■ Exercise task: List each line in the rows below that contains the string "Target". Treat uppercase and lowercase letters as different.

[Image boundary labeling items]
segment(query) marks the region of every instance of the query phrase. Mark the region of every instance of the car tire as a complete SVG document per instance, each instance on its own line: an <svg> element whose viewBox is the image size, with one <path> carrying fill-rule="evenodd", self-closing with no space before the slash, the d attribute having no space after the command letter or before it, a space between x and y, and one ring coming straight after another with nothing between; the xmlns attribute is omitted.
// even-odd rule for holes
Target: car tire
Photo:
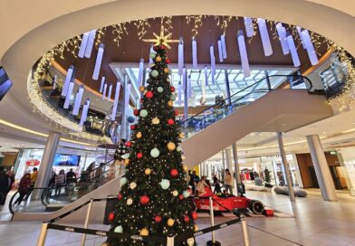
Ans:
<svg viewBox="0 0 355 246"><path fill-rule="evenodd" d="M255 214L262 214L265 209L263 203L257 200L249 200L248 208Z"/></svg>

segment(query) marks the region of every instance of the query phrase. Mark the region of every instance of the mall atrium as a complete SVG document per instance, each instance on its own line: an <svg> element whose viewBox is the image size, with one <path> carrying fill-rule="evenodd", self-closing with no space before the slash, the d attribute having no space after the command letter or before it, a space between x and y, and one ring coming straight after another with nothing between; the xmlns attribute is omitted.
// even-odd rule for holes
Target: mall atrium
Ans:
<svg viewBox="0 0 355 246"><path fill-rule="evenodd" d="M355 246L355 2L0 13L0 245Z"/></svg>

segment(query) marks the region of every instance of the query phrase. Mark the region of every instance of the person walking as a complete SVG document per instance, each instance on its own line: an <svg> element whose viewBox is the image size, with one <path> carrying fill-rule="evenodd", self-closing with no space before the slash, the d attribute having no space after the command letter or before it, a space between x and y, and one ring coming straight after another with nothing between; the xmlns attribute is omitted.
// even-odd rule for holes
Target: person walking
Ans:
<svg viewBox="0 0 355 246"><path fill-rule="evenodd" d="M233 177L231 173L229 172L229 169L225 169L225 191L229 194L233 194Z"/></svg>
<svg viewBox="0 0 355 246"><path fill-rule="evenodd" d="M14 202L14 205L15 204L21 204L22 201L24 200L24 196L28 194L28 191L31 187L31 175L30 174L25 174L20 181L20 184L18 185L18 192L20 194L20 196L16 199Z"/></svg>

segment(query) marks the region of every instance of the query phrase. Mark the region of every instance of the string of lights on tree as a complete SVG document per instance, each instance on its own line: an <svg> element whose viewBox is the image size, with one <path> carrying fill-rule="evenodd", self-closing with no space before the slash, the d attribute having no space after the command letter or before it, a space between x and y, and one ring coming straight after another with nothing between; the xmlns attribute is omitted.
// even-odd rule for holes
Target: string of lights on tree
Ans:
<svg viewBox="0 0 355 246"><path fill-rule="evenodd" d="M198 44L198 34L199 34L199 28L203 25L204 20L208 15L187 15L185 16L185 22L187 24L193 24L193 27L191 29L192 37L191 37L191 45L192 45L192 58L193 58L193 69L196 69L198 64L197 55L197 47ZM212 44L209 49L210 53L210 64L209 69L211 70L211 78L212 82L214 82L214 75L216 75L216 57L215 56L217 53L217 59L220 62L223 62L224 59L227 56L227 49L225 45L225 32L227 32L228 24L234 20L243 18L243 22L245 24L245 28L240 29L237 31L237 49L239 50L239 53L241 56L241 65L244 75L245 78L250 76L250 68L249 68L249 62L247 57L247 43L252 43L255 33L259 32L263 49L265 56L270 56L273 54L273 49L271 46L271 38L273 40L278 40L282 46L283 55L291 55L293 65L295 67L299 67L301 65L300 58L298 57L298 49L304 49L306 50L309 59L311 61L312 65L315 65L319 62L317 53L318 50L325 42L328 45L329 50L332 50L334 52L337 53L339 60L341 62L347 64L348 71L349 71L349 80L345 86L343 92L330 99L330 104L336 109L343 109L349 103L354 100L354 91L353 88L354 85L354 69L351 64L351 59L346 53L346 52L338 44L334 43L333 42L322 37L321 35L309 32L308 30L302 29L299 26L294 26L291 24L284 24L282 23L278 23L275 21L268 21L262 18L251 18L251 17L235 17L235 16L214 16L216 21L216 24L218 28L221 29L222 34L216 44ZM134 25L137 27L137 37L139 40L145 39L145 35L150 28L149 19L144 20L138 20L134 21ZM122 39L123 34L128 34L128 30L126 28L129 23L121 23L117 24L112 24L112 33L114 34L114 38L112 40L113 43L116 43L118 46L120 46L120 42ZM172 17L171 16L165 16L160 18L160 24L162 26L162 30L160 33L166 32L168 35L172 33ZM91 30L82 34L82 36L76 36L72 39L68 41L62 42L51 51L49 51L46 54L44 54L40 62L37 64L36 71L34 74L33 82L29 86L29 90L31 90L34 89L33 93L30 93L31 100L33 101L34 107L34 111L40 111L45 117L49 116L51 122L53 121L55 124L62 125L65 128L69 128L70 129L74 129L74 131L80 131L80 128L82 126L78 126L76 123L72 122L70 120L62 119L62 117L60 114L55 113L55 109L53 109L52 106L46 105L45 100L43 99L41 102L41 96L38 95L38 88L36 88L36 83L38 83L39 79L43 76L43 71L51 65L51 60L54 57L54 55L64 59L63 52L67 51L72 53L74 57L81 57L81 58L90 58L92 49L98 49L98 55L95 60L95 67L92 73L93 80L99 80L99 72L101 69L101 63L102 61L102 56L104 55L105 47L101 43L104 39L106 29L108 27L103 27L98 30ZM230 31L228 31L230 32ZM270 37L271 36L271 37ZM181 38L178 42L178 74L181 76L182 80L182 87L187 87L187 90L189 92L190 90L190 81L188 81L188 77L184 77L184 45L187 45L188 42L187 39L185 41ZM296 44L298 45L296 46ZM216 45L216 47L215 47ZM319 53L318 53L319 54ZM144 59L140 59L139 62L139 84L142 83L142 73L145 71L144 66ZM149 59L149 64L152 62L151 59ZM206 71L207 67L205 66L205 71ZM69 72L68 72L69 73ZM67 80L63 83L64 93L62 94L63 97L68 97L67 88L71 88L71 81L72 81L72 78L69 76L68 78L67 73ZM66 82L66 83L65 83ZM72 86L72 88L73 86ZM111 85L109 86L105 81L105 78L101 78L101 90L100 92L104 94L102 98L106 98L106 93L110 91L110 88ZM85 89L85 86L84 86ZM105 90L106 89L106 90ZM37 91L37 92L35 92ZM178 94L181 91L179 88L178 90ZM69 97L74 93L72 90L69 91ZM79 91L78 91L79 92ZM77 92L77 93L78 93ZM116 91L120 93L119 91ZM188 93L189 95L191 93ZM116 95L115 95L116 98ZM181 95L178 94L178 98L181 98ZM79 99L78 99L79 101ZM181 101L179 99L179 101ZM86 104L85 104L86 103ZM117 109L118 100L114 100L113 108ZM87 106L86 108L89 109L90 99L89 101L85 101L84 104L82 106ZM83 116L85 118L85 115Z"/></svg>

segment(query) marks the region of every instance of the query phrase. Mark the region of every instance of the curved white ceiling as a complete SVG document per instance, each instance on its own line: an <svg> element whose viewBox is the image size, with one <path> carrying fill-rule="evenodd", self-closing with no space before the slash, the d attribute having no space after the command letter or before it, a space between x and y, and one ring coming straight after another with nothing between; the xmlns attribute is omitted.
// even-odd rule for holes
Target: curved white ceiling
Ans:
<svg viewBox="0 0 355 246"><path fill-rule="evenodd" d="M355 3L350 2L352 1L1 1L0 62L13 80L14 87L0 102L0 118L43 130L43 126L48 124L32 112L27 99L28 71L46 51L88 30L162 15L254 16L302 26L333 40L355 54ZM46 128L52 129L50 126Z"/></svg>

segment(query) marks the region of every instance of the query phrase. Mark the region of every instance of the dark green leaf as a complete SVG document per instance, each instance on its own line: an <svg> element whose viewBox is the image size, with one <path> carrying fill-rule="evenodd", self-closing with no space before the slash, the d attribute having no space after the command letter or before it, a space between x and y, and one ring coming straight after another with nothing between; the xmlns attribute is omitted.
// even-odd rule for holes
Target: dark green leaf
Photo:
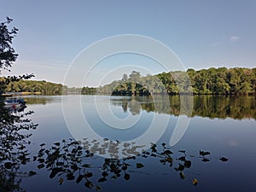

■ Correct output:
Target: car tire
Target: mall atrium
Target: person walking
Target: string of lights on tree
Target: curved white ceiling
Target: dark green leaf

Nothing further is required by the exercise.